:: Source records ::
════════════════════

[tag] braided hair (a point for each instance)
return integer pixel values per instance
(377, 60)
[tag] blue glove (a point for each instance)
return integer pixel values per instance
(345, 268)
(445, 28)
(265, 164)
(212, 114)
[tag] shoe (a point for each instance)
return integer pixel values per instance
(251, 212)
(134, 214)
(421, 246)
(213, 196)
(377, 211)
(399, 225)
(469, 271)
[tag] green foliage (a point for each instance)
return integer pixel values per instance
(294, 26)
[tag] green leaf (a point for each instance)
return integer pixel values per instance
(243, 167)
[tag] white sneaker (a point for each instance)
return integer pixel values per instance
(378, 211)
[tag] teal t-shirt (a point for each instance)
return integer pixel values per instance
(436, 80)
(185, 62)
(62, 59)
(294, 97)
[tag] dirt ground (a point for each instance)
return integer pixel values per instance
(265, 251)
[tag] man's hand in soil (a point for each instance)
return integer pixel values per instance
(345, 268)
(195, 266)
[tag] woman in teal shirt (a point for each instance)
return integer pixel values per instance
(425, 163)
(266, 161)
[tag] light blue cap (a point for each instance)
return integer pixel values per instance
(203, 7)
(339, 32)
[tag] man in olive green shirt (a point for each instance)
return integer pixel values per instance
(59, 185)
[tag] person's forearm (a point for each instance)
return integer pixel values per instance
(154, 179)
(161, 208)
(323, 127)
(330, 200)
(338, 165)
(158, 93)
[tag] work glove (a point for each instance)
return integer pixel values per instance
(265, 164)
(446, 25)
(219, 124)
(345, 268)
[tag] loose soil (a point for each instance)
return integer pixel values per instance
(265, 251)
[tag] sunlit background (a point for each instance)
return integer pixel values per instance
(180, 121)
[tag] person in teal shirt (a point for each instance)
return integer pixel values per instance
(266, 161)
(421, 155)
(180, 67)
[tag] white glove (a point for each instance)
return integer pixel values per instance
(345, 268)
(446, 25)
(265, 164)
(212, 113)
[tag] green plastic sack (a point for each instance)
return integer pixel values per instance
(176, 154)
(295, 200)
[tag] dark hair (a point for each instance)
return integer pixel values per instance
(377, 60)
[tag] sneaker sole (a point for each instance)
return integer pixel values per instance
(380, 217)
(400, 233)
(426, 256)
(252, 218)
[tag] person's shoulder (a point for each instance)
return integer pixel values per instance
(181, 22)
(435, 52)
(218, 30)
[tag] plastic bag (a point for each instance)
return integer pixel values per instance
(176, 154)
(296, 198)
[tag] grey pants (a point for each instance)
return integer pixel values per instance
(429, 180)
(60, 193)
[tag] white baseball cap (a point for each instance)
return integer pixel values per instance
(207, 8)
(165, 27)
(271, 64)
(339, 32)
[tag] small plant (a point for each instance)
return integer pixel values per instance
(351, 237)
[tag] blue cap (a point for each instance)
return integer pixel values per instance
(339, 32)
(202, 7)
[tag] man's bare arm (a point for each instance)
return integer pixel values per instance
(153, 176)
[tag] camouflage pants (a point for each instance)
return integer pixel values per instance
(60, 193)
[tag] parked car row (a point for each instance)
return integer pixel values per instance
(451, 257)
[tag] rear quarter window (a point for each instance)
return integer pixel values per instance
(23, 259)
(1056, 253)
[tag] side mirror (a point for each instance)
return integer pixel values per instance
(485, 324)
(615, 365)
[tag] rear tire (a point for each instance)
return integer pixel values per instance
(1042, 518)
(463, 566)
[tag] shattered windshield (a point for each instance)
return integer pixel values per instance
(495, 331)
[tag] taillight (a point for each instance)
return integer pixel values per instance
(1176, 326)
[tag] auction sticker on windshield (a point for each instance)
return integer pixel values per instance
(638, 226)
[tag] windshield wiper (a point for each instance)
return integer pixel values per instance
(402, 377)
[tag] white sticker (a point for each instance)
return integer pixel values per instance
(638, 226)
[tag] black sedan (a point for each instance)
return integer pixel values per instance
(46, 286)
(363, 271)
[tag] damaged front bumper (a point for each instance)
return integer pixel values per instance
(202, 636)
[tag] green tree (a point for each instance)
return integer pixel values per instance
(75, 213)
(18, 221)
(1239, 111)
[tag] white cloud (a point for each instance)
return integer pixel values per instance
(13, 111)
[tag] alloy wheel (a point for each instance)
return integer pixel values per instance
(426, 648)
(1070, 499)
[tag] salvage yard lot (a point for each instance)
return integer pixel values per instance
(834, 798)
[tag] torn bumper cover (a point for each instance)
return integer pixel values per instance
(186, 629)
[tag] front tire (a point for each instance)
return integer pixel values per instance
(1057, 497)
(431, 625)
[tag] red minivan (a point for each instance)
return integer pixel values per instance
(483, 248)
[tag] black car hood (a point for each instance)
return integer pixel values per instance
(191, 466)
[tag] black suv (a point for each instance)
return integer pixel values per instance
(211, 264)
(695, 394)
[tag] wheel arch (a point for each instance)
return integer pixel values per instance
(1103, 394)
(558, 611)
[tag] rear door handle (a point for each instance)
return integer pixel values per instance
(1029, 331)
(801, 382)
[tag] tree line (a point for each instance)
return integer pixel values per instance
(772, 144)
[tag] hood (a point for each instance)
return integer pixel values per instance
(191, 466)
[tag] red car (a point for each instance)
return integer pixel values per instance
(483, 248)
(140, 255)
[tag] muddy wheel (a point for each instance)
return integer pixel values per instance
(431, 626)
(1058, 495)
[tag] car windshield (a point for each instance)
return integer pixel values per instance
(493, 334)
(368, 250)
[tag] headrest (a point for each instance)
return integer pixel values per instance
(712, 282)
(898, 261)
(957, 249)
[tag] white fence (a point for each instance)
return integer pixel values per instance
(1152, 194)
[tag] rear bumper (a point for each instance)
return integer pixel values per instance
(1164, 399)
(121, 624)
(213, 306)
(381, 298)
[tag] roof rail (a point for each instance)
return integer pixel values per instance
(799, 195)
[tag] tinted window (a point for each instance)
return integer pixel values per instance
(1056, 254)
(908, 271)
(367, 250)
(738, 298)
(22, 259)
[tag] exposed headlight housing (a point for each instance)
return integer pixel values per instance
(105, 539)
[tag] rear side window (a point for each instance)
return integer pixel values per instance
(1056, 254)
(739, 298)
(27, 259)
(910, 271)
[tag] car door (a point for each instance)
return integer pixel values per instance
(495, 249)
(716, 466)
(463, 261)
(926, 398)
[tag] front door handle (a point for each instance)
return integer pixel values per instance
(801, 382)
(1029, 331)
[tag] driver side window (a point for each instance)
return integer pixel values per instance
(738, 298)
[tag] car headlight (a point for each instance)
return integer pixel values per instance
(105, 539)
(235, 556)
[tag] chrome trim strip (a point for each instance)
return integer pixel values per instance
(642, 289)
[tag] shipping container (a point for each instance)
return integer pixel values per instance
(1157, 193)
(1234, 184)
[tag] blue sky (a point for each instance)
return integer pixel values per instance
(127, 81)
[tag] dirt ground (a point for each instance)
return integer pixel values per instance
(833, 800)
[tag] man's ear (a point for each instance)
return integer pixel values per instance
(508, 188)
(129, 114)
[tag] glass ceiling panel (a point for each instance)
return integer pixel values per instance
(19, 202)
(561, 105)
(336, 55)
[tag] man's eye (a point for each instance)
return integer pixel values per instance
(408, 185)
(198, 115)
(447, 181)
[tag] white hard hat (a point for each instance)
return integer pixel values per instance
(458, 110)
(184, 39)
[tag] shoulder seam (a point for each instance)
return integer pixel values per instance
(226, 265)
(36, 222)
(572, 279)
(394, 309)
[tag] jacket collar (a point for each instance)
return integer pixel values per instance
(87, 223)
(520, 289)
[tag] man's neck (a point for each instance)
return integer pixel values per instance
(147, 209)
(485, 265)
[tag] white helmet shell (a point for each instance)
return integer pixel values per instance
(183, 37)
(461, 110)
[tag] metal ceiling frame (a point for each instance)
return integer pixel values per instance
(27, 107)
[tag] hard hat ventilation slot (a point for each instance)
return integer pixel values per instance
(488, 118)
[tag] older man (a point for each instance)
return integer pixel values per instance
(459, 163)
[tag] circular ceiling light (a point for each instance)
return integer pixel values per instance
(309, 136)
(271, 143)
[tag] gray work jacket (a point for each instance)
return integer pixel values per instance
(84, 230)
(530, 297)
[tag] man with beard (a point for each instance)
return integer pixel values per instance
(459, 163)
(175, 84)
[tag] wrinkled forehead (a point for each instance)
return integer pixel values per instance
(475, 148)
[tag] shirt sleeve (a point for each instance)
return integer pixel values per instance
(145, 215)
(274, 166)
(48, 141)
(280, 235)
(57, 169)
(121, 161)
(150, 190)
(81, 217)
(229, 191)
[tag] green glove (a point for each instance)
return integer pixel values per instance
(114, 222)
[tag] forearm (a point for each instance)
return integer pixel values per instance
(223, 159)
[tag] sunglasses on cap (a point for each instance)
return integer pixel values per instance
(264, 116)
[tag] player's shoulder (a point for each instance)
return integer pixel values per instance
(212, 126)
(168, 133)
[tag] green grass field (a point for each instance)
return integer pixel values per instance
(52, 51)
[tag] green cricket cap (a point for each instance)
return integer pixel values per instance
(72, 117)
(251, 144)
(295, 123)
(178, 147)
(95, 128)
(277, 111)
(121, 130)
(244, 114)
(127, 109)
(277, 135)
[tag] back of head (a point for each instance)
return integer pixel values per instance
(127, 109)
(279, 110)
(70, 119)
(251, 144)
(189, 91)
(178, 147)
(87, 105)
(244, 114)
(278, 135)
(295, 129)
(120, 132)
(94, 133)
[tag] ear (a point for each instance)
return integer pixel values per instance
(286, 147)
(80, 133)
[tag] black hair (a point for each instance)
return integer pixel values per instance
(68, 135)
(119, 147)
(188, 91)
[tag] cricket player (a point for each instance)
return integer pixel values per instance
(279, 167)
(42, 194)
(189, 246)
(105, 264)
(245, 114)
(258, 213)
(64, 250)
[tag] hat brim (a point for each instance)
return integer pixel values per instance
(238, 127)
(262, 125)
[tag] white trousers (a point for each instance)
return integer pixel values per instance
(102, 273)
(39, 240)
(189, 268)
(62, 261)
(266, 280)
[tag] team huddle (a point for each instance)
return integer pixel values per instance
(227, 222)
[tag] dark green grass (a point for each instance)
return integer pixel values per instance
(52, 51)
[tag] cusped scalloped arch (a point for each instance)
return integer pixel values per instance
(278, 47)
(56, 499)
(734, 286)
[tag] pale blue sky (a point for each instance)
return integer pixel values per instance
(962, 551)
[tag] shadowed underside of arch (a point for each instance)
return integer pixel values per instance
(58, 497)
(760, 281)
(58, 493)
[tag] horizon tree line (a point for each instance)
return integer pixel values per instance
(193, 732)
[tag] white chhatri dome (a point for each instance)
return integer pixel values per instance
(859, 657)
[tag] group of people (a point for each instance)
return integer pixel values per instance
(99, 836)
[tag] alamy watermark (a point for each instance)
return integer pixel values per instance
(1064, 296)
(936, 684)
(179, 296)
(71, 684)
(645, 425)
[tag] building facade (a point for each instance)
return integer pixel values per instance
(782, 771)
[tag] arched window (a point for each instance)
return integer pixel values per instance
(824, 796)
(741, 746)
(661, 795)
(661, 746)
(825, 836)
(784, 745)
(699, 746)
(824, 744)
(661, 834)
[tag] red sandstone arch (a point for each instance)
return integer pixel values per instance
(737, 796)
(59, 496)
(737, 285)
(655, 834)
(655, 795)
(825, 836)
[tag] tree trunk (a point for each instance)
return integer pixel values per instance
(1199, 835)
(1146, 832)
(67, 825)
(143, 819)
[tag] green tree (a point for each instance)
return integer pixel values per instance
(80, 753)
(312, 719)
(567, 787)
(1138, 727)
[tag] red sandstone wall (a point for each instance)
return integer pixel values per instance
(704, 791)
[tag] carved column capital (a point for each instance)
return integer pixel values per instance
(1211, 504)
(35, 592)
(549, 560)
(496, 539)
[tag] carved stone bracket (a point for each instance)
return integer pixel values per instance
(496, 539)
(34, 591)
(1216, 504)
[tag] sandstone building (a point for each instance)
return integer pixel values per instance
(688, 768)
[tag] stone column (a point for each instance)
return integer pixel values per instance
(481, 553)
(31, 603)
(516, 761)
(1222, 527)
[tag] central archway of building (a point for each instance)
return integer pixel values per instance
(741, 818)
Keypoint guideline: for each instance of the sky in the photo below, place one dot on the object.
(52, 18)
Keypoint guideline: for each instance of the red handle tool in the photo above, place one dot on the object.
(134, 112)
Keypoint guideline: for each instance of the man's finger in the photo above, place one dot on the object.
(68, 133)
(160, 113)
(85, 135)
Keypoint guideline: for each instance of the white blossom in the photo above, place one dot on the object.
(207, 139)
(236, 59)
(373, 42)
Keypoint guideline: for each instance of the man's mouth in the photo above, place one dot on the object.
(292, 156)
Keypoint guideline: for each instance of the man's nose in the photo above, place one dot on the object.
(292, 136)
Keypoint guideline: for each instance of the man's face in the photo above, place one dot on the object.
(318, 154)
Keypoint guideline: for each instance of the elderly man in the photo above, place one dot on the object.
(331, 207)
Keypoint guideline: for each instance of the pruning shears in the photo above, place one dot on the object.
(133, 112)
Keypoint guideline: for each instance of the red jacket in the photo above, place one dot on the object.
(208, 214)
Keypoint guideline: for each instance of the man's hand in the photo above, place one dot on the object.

════════════════════

:: Exercise objective ::
Please, from the material above, copy only the lines from the line with "[tag] rear door" up to and including the line with "[tag] man's ear (a point for each instance)", exactly as written.

:: Answer to the problem ::
[tag] rear door handle (a point for each instance)
return integer pixel values per instance
(1029, 331)
(801, 382)
[tag] tree line (a point for each instance)
return integer pixel values per instance
(772, 144)
[tag] hood (a point for each instance)
return integer pixel values per instance
(191, 466)
[tag] red car (a point for each instance)
return integer pixel values per instance
(483, 248)
(140, 255)
[tag] muddy wheel (a point for each instance)
return integer pixel values per instance
(431, 626)
(1058, 495)
[tag] car windshield (a point for each instance)
return integer pixel values per instance
(493, 334)
(368, 250)
[tag] headrest (a point for each instance)
return integer pixel values per instance
(712, 282)
(898, 261)
(957, 249)
[tag] white fence (a point for each instance)
return integer pixel values per instance
(1152, 194)
[tag] rear bumper (a point for each instance)
return integer pixel values per instance
(1164, 399)
(121, 624)
(213, 306)
(381, 298)
[tag] roof rail (a point for each instance)
return integer pixel values per instance
(799, 195)
[tag] tinted window (a point for each instance)
return integer pixel values per instance
(1056, 254)
(908, 271)
(367, 250)
(738, 298)
(22, 259)
[tag] exposed headlight housing (a point for each instance)
return integer pixel values per instance
(105, 539)
[tag] rear side window (a point for each instance)
return integer pixel values per instance
(1056, 254)
(739, 298)
(27, 259)
(910, 271)
[tag] car door (a point for each instance)
return integer pixel values per instance
(495, 249)
(716, 466)
(463, 261)
(926, 398)
[tag] front door handle (a point for each instance)
return integer pixel values per instance
(801, 382)
(1029, 331)
[tag] driver side window (a point for each instance)
return integer pixel values per instance
(738, 298)
[tag] car headlight (a point for each instance)
return integer pixel values per instance
(105, 539)
(235, 556)
[tag] chrome trim strip (a point for each instance)
return integer pixel values per instance
(642, 289)
[tag] shipping container (a point for each instance)
return integer pixel values per instance
(1157, 193)
(1234, 184)
[tag] blue sky (a point for each instance)
return integer pixel values per instance
(127, 81)
[tag] dirt ground (a point for each instance)
return integer pixel values per instance
(833, 800)
[tag] man's ear (a point for each instance)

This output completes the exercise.